-------- Records shown --------

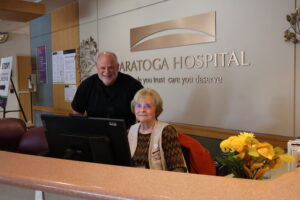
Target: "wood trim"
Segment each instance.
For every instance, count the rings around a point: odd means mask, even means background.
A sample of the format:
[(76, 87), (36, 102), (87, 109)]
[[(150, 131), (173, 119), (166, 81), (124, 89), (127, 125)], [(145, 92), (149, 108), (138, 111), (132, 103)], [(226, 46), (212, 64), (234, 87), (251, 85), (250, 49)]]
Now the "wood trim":
[(32, 107), (32, 109), (36, 110), (36, 111), (49, 112), (49, 113), (58, 114), (58, 115), (69, 115), (70, 113), (72, 113), (71, 110), (62, 110), (62, 109), (56, 109), (56, 108), (53, 108), (53, 107), (46, 107), (46, 106), (36, 106), (36, 105), (34, 105)]
[[(170, 124), (172, 124), (178, 131), (181, 131), (186, 134), (214, 138), (214, 139), (221, 139), (221, 140), (227, 139), (228, 137), (233, 135), (238, 135), (240, 132), (238, 130), (227, 130), (227, 129), (220, 129), (220, 128), (180, 124), (180, 123), (170, 123)], [(255, 133), (255, 137), (259, 141), (269, 142), (273, 146), (279, 146), (284, 149), (287, 148), (287, 142), (289, 140), (294, 139), (293, 137), (277, 136), (277, 135), (270, 135), (264, 133)]]
[(45, 14), (45, 5), (43, 3), (34, 3), (20, 0), (1, 0), (0, 9), (13, 10), (18, 12)]
[(20, 0), (1, 0), (0, 19), (28, 22), (45, 14), (45, 5)]

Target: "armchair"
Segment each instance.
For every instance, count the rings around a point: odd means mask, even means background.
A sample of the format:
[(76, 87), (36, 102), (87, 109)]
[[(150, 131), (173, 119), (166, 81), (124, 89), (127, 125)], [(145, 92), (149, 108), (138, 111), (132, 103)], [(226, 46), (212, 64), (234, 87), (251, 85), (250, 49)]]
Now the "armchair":
[(48, 151), (48, 143), (44, 127), (29, 128), (21, 138), (18, 151), (34, 155), (46, 153)]
[(17, 152), (26, 129), (26, 124), (21, 119), (0, 119), (0, 150)]
[(0, 150), (38, 155), (48, 151), (43, 127), (27, 129), (21, 119), (0, 119)]

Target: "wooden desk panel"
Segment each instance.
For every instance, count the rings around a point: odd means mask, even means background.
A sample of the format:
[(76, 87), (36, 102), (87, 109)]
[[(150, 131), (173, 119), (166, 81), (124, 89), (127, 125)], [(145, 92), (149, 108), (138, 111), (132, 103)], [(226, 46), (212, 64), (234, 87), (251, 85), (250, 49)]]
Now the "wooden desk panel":
[(0, 184), (84, 199), (288, 199), (300, 168), (266, 181), (68, 161), (0, 151)]

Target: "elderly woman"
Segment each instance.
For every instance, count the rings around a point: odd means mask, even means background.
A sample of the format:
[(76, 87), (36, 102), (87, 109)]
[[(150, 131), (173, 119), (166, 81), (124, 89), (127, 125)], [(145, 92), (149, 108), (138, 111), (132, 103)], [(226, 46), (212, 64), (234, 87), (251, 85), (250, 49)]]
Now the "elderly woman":
[(131, 110), (139, 121), (130, 127), (128, 133), (133, 165), (186, 172), (175, 128), (157, 120), (163, 111), (162, 105), (160, 95), (147, 88), (139, 90), (131, 102)]

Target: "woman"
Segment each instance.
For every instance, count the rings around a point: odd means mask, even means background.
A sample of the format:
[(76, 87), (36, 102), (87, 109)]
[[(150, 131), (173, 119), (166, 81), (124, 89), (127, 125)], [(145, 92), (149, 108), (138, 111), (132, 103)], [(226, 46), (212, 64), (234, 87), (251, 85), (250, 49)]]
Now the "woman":
[(131, 110), (139, 121), (128, 133), (133, 165), (186, 172), (175, 128), (157, 120), (163, 110), (162, 104), (159, 94), (147, 88), (139, 90), (131, 102)]

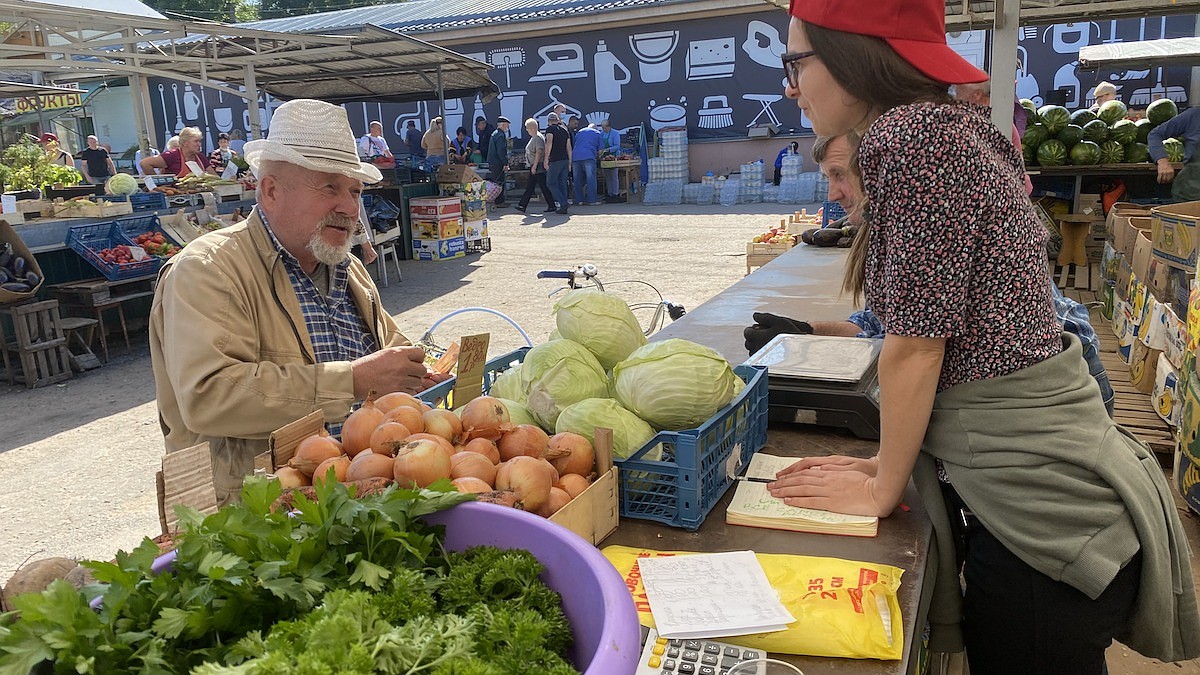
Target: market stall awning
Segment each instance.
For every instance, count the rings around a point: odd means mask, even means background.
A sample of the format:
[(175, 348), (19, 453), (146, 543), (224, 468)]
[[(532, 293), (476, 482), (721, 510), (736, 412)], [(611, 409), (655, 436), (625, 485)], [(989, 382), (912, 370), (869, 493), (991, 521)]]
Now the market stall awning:
[(1080, 70), (1195, 65), (1200, 65), (1200, 38), (1195, 37), (1115, 42), (1079, 50)]
[(198, 75), (199, 66), (187, 59), (202, 56), (211, 59), (205, 68), (207, 77), (234, 80), (244, 75), (246, 64), (253, 63), (258, 88), (285, 100), (405, 103), (437, 99), (439, 90), (444, 90), (445, 98), (478, 95), (490, 101), (500, 91), (488, 77), (490, 65), (387, 28), (367, 24), (305, 35), (344, 43), (327, 48), (285, 45), (250, 59), (252, 38), (212, 42), (195, 36), (175, 40), (173, 53), (184, 60), (161, 68)]

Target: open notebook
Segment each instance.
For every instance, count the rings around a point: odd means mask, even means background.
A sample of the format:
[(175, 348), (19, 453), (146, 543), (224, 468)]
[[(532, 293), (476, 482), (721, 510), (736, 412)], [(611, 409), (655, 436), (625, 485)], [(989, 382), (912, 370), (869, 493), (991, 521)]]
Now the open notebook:
[[(750, 458), (746, 469), (749, 478), (774, 478), (775, 474), (795, 463), (796, 457), (779, 457), (761, 452)], [(788, 506), (767, 492), (766, 483), (738, 481), (733, 501), (725, 511), (730, 525), (765, 527), (792, 532), (844, 534), (852, 537), (874, 537), (879, 533), (879, 519), (874, 516), (850, 516), (818, 509)]]

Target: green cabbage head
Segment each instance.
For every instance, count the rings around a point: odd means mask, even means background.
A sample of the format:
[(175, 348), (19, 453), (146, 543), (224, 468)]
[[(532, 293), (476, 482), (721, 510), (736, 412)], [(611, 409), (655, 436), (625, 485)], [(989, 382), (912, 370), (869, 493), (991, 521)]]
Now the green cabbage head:
[(633, 350), (646, 344), (642, 327), (621, 298), (594, 288), (571, 291), (554, 304), (558, 332), (596, 355), (612, 370)]
[(488, 389), (488, 396), (524, 403), (525, 390), (521, 388), (521, 364), (518, 363), (497, 375), (496, 379), (492, 380), (492, 388)]
[(513, 426), (518, 424), (538, 426), (537, 420), (533, 418), (533, 413), (529, 412), (529, 408), (526, 408), (524, 403), (518, 403), (510, 398), (497, 398), (500, 399), (505, 408), (508, 408), (508, 421)]
[(746, 383), (713, 349), (688, 340), (651, 342), (613, 368), (617, 401), (660, 429), (692, 429)]
[(521, 388), (529, 412), (550, 431), (563, 408), (585, 398), (608, 396), (608, 374), (578, 342), (551, 340), (525, 354)]
[[(654, 429), (645, 420), (611, 398), (589, 398), (567, 406), (558, 416), (554, 433), (570, 431), (594, 444), (596, 427), (612, 429), (614, 459), (628, 459), (654, 438)], [(655, 446), (642, 459), (656, 462), (662, 459), (662, 445)]]
[(131, 195), (140, 189), (137, 179), (127, 173), (119, 173), (104, 184), (105, 194), (110, 195)]

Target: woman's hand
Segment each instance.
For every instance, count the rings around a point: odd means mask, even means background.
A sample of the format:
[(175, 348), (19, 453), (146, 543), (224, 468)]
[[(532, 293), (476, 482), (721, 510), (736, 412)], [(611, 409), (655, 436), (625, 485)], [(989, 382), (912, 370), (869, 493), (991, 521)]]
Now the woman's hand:
[(788, 468), (775, 474), (776, 478), (790, 476), (805, 469), (821, 468), (825, 471), (857, 471), (868, 476), (874, 476), (879, 468), (876, 457), (846, 457), (844, 455), (825, 455), (823, 457), (805, 457)]
[(1170, 183), (1175, 180), (1175, 167), (1171, 166), (1171, 160), (1163, 157), (1158, 160), (1158, 182)]
[(814, 467), (768, 483), (767, 490), (788, 506), (806, 509), (884, 518), (893, 508), (876, 500), (875, 477), (860, 471)]

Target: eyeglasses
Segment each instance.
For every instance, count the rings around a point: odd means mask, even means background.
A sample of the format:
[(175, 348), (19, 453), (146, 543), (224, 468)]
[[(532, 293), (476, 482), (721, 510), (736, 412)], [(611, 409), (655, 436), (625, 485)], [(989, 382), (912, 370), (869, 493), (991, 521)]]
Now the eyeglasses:
[(779, 57), (779, 60), (783, 62), (783, 73), (787, 76), (788, 84), (791, 85), (793, 89), (800, 87), (800, 71), (803, 70), (803, 66), (800, 64), (800, 62), (810, 56), (816, 55), (816, 52), (808, 51), (784, 54), (783, 56)]

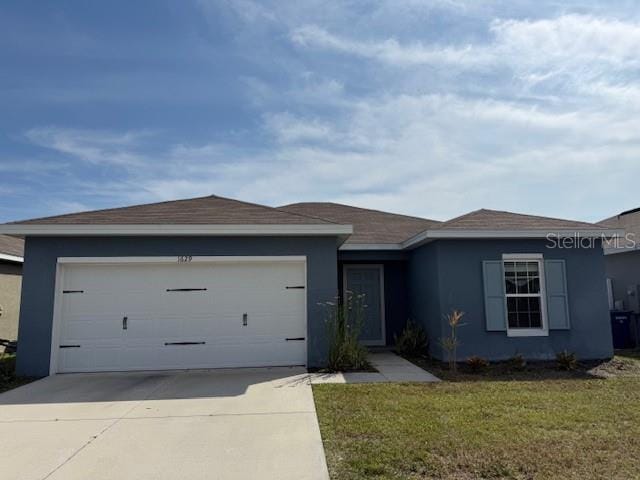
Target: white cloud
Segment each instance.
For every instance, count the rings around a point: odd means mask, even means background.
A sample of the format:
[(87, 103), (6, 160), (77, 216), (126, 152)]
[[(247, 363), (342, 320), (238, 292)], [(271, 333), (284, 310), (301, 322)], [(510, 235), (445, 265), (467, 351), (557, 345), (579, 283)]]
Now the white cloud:
[(334, 132), (326, 123), (319, 120), (301, 121), (288, 112), (267, 114), (264, 123), (280, 143), (329, 141), (334, 138)]
[(91, 210), (91, 208), (85, 203), (67, 200), (54, 200), (49, 204), (49, 209), (52, 212), (56, 212), (57, 215)]
[[(418, 3), (404, 1), (403, 11)], [(218, 193), (439, 219), (488, 207), (596, 220), (613, 213), (611, 205), (636, 201), (640, 24), (633, 20), (484, 19), (483, 40), (443, 36), (436, 44), (415, 34), (365, 37), (368, 17), (347, 36), (330, 33), (349, 29), (318, 13), (318, 22), (301, 23), (292, 20), (300, 13), (232, 6), (248, 24), (286, 17), (304, 53), (293, 73), (278, 72), (286, 81), (241, 78), (259, 128), (226, 143), (57, 127), (32, 129), (27, 139), (67, 162), (122, 170), (108, 185), (78, 184), (114, 205)], [(318, 60), (318, 50), (341, 55)], [(363, 75), (357, 83), (344, 55), (363, 59), (382, 80)]]
[(392, 65), (416, 65), (447, 63), (454, 65), (483, 65), (491, 59), (483, 49), (471, 46), (431, 47), (422, 43), (401, 45), (396, 39), (389, 38), (379, 42), (363, 42), (332, 35), (315, 26), (306, 25), (291, 33), (291, 40), (304, 47), (321, 47), (339, 52), (373, 58)]
[(275, 143), (258, 151), (176, 144), (145, 156), (136, 152), (147, 139), (136, 132), (82, 132), (84, 148), (69, 149), (79, 140), (57, 130), (66, 142), (50, 145), (82, 159), (86, 150), (110, 151), (104, 143), (112, 135), (122, 156), (139, 159), (127, 170), (134, 191), (113, 192), (128, 202), (219, 193), (272, 205), (342, 201), (439, 219), (489, 207), (595, 220), (608, 211), (585, 212), (586, 192), (605, 198), (605, 185), (615, 182), (624, 195), (640, 174), (640, 131), (616, 109), (555, 112), (403, 94), (351, 102), (333, 123), (281, 113), (265, 116), (263, 128)]
[[(565, 67), (604, 62), (622, 68), (640, 65), (640, 23), (589, 15), (535, 21), (496, 20), (496, 49), (522, 65), (562, 62)], [(513, 59), (512, 59), (513, 60)]]
[(34, 128), (25, 133), (36, 145), (57, 150), (88, 163), (118, 166), (141, 164), (140, 155), (132, 147), (151, 132), (113, 133), (57, 127)]
[(343, 105), (344, 85), (333, 78), (325, 78), (311, 72), (303, 72), (295, 77), (290, 88), (278, 85), (277, 88), (255, 77), (242, 77), (246, 85), (247, 96), (256, 108), (268, 108), (282, 103), (301, 106)]
[[(198, 3), (205, 9), (209, 4), (209, 2), (203, 0), (199, 0)], [(272, 11), (252, 0), (225, 0), (224, 3), (241, 19), (249, 23), (276, 20), (276, 15)]]
[(640, 66), (640, 23), (563, 15), (542, 20), (497, 19), (488, 31), (492, 38), (487, 42), (464, 46), (401, 44), (395, 38), (363, 41), (334, 35), (316, 25), (296, 28), (290, 37), (302, 47), (334, 50), (396, 66), (506, 66), (536, 82), (558, 73), (595, 76), (609, 68)]

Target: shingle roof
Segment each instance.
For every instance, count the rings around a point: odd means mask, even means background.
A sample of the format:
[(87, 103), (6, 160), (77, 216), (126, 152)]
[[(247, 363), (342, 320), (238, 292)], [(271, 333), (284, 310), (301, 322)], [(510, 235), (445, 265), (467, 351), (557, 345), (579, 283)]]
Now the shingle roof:
[(620, 216), (616, 215), (614, 217), (605, 218), (604, 220), (600, 220), (598, 222), (598, 225), (600, 225), (601, 227), (607, 227), (607, 228), (621, 228), (622, 227), (622, 222), (620, 221)]
[[(446, 231), (451, 230), (479, 232), (597, 231), (606, 230), (608, 226), (485, 209), (462, 215), (447, 222), (438, 222), (338, 203), (305, 202), (273, 208), (215, 195), (37, 218), (14, 222), (12, 225), (24, 225), (25, 228), (34, 228), (38, 225), (80, 227), (83, 225), (107, 227), (110, 225), (289, 225), (292, 228), (301, 225), (333, 225), (337, 228), (343, 228), (344, 225), (352, 225), (353, 234), (347, 239), (347, 243), (368, 245), (400, 244), (425, 231), (441, 232), (443, 235), (446, 235)], [(5, 231), (13, 233), (17, 230), (14, 228)], [(440, 236), (438, 238), (446, 237)], [(6, 242), (17, 245), (17, 242), (21, 242), (21, 240), (11, 238)], [(21, 245), (19, 251), (22, 252)]]
[(336, 223), (353, 225), (353, 234), (346, 243), (401, 243), (440, 223), (426, 218), (410, 217), (339, 203), (304, 202), (284, 205), (279, 208), (287, 212), (313, 215)]
[[(626, 236), (618, 239), (616, 245), (621, 249), (637, 247), (637, 238), (640, 236), (640, 209), (628, 210), (622, 212), (619, 215), (601, 220), (598, 225), (607, 228), (615, 228), (624, 230), (627, 235), (631, 235), (629, 238)], [(612, 247), (609, 247), (612, 248)]]
[(604, 229), (601, 225), (498, 210), (476, 210), (441, 223), (438, 230), (572, 230)]
[(333, 222), (211, 195), (70, 213), (14, 223), (21, 225), (321, 225)]
[(609, 228), (624, 228), (636, 234), (640, 233), (640, 208), (627, 210), (613, 217), (600, 220), (598, 225)]
[(9, 235), (0, 235), (0, 253), (16, 257), (24, 256), (24, 240)]

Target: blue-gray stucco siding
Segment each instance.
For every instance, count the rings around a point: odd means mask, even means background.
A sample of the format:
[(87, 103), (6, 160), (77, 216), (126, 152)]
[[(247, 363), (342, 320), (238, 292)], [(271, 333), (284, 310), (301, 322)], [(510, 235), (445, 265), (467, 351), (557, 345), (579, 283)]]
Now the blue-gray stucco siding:
[[(569, 330), (551, 330), (548, 337), (508, 337), (488, 332), (484, 317), (482, 262), (501, 260), (504, 253), (541, 253), (545, 259), (566, 263)], [(581, 359), (609, 358), (613, 354), (600, 246), (550, 249), (545, 240), (439, 240), (411, 252), (410, 310), (431, 337), (431, 353), (444, 358), (438, 339), (448, 333), (444, 316), (453, 309), (465, 312), (458, 335), (459, 359), (479, 355), (502, 360), (516, 353), (532, 359), (554, 358), (562, 350)]]
[(429, 351), (435, 354), (442, 337), (442, 310), (438, 280), (438, 246), (430, 243), (411, 252), (408, 265), (409, 316), (429, 335)]
[[(382, 263), (385, 268), (387, 344), (392, 345), (407, 318), (424, 325), (431, 353), (443, 358), (438, 339), (448, 326), (444, 315), (466, 312), (459, 329), (459, 358), (480, 355), (492, 360), (521, 353), (551, 358), (560, 350), (580, 358), (612, 355), (605, 286), (605, 263), (599, 247), (548, 249), (540, 240), (439, 240), (411, 252), (337, 251), (329, 237), (29, 237), (19, 330), (18, 373), (49, 373), (51, 327), (58, 257), (120, 257), (178, 255), (304, 255), (307, 257), (308, 364), (326, 358), (325, 311), (319, 303), (335, 298), (345, 263)], [(542, 253), (563, 259), (567, 267), (571, 329), (548, 337), (513, 338), (487, 332), (484, 319), (482, 262), (504, 253)]]
[(307, 257), (308, 364), (321, 366), (327, 352), (320, 303), (338, 292), (336, 239), (332, 237), (28, 237), (25, 244), (17, 372), (49, 374), (58, 257), (132, 256)]

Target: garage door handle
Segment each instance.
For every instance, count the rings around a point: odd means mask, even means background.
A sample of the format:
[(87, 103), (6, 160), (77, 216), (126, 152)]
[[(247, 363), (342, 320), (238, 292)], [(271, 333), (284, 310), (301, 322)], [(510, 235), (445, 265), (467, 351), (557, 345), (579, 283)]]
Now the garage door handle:
[(167, 345), (204, 345), (207, 342), (164, 342), (165, 347)]
[(285, 338), (285, 340), (287, 342), (302, 342), (304, 340), (304, 337)]
[(80, 345), (60, 345), (60, 348), (80, 348)]
[(128, 327), (129, 317), (122, 317), (122, 329), (126, 330)]

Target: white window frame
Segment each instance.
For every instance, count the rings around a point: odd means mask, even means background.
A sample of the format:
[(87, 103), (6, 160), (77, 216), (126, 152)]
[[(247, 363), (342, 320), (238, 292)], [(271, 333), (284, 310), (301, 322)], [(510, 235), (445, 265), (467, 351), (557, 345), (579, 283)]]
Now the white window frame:
[(607, 300), (609, 301), (609, 310), (613, 310), (616, 307), (616, 302), (613, 297), (613, 279), (607, 278)]
[[(507, 320), (507, 336), (509, 337), (548, 337), (549, 336), (549, 322), (547, 320), (547, 292), (546, 281), (544, 272), (544, 256), (541, 253), (505, 253), (502, 255), (503, 273), (502, 281), (506, 282), (506, 276), (504, 274), (505, 262), (536, 262), (538, 264), (538, 272), (540, 274), (540, 293), (538, 295), (532, 294), (518, 294), (507, 293), (506, 287), (504, 291), (504, 311)], [(512, 297), (532, 297), (539, 296), (540, 298), (540, 321), (542, 322), (541, 328), (510, 328), (509, 327), (509, 308), (507, 299)]]

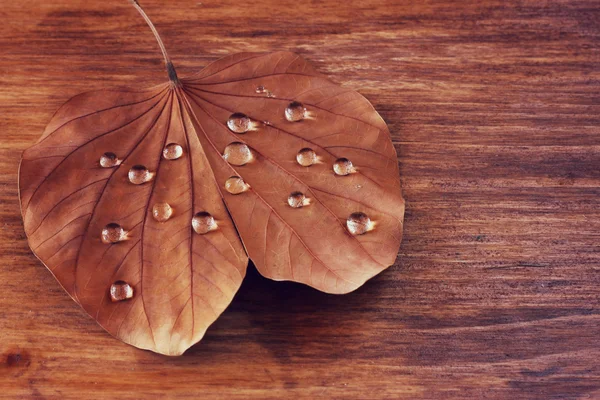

--------

■ **Problem to work on**: Your reply should consist solely of the lines from the line containing "Now the garage" through the last line of the listing, unchanged and free of pictures.

■ **Result**:
Now the garage door handle:
[(167, 345), (204, 345), (207, 342), (164, 342), (165, 347)]
[(285, 338), (285, 340), (287, 342), (302, 342), (304, 340), (304, 337)]
[(80, 345), (60, 345), (60, 348), (80, 348)]
[(128, 327), (129, 317), (122, 317), (122, 329), (126, 330)]

Target: white window frame
Segment each instance.
For every instance, count the rings around a point: odd means mask, even means background.
A sample of the format:
[(87, 103), (6, 160), (77, 216), (126, 152)]
[[(247, 363), (342, 320), (238, 292)], [(271, 333), (284, 310), (301, 322)], [(510, 235), (445, 265), (467, 351), (557, 345), (579, 283)]]
Now the white window frame:
[(607, 300), (609, 301), (609, 310), (613, 310), (616, 307), (616, 302), (613, 297), (613, 279), (607, 278)]
[[(507, 320), (507, 336), (509, 337), (548, 337), (549, 336), (549, 322), (547, 320), (547, 292), (546, 281), (544, 272), (544, 256), (541, 253), (505, 253), (502, 255), (503, 273), (502, 281), (506, 282), (506, 276), (504, 274), (505, 262), (536, 262), (538, 264), (538, 272), (540, 274), (540, 293), (538, 295), (532, 294), (518, 294), (507, 293), (506, 287), (504, 291), (504, 311)], [(512, 297), (532, 297), (539, 296), (540, 298), (540, 321), (542, 322), (541, 328), (510, 328), (509, 327), (509, 308), (507, 299)]]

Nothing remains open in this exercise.